▶ PROBLEM TO WORK ON:
Resize the stretch of entries from the line containing "headlight and put a dot on each instance?" through the end of the entries, writing those lines out again with their requests, but multiply every coordinate in the answers by 1.65 and round to whole numbers, with halves rounded up.

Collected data

####################

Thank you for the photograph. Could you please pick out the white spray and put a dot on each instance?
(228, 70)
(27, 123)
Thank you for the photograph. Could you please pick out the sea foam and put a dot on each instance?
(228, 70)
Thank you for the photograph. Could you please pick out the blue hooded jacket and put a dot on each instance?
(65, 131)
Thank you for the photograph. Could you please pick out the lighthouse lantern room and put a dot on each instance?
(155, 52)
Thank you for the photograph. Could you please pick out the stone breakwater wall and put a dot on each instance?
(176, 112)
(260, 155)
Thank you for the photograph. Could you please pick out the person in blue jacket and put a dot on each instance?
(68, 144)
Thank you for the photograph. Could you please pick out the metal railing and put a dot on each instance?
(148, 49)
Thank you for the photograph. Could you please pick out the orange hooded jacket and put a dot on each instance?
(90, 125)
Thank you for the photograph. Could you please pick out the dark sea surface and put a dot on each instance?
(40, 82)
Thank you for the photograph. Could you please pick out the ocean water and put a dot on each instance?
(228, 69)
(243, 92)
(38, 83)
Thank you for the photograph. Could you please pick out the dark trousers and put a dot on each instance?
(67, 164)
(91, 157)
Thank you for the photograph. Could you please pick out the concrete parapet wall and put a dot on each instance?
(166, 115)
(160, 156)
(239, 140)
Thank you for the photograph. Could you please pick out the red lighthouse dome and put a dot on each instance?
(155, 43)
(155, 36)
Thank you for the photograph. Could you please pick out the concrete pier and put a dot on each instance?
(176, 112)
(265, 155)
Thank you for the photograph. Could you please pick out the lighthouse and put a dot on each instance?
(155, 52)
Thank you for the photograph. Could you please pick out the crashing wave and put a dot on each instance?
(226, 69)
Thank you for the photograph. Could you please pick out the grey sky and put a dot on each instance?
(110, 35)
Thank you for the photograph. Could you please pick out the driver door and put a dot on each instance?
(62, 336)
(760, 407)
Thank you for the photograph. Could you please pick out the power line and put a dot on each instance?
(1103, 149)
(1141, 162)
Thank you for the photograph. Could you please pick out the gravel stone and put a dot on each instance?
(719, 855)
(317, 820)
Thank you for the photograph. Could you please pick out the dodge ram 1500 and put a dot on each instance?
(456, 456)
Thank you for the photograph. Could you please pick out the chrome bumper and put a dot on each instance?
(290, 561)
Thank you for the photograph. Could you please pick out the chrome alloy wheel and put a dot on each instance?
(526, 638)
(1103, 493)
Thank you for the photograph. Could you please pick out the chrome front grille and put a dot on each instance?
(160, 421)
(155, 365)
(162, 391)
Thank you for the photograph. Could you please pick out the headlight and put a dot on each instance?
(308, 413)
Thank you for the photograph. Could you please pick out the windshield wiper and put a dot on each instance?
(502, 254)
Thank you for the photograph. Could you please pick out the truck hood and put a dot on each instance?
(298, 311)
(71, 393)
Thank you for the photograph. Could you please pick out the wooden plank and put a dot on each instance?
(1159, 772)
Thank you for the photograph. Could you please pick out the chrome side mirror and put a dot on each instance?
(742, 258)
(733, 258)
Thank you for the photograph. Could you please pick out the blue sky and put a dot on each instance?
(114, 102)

####################

▶ OUTPUT OF THE EXERCISE:
Thank you for the photograph. Could you please pick out the headlight and put a dot on each instance?
(508, 681)
Thank you for the photograph. Could you please pick out the windshield wiper and put a dot on each instance?
(828, 419)
Thank you for the photograph. Could you please pick out the truck hood and put a dot on each instance?
(492, 513)
(117, 648)
Thank you for the photograph. Could you please pick out the wooden plank and put a dot on each instance?
(1912, 1274)
Thank you for the photograph. Could you please pick out the chrome side mirror and put a dot on each instance?
(1224, 426)
(1209, 426)
Thank you for the photograph. Could you please pick out the blue sky and put a dot on each instance?
(188, 168)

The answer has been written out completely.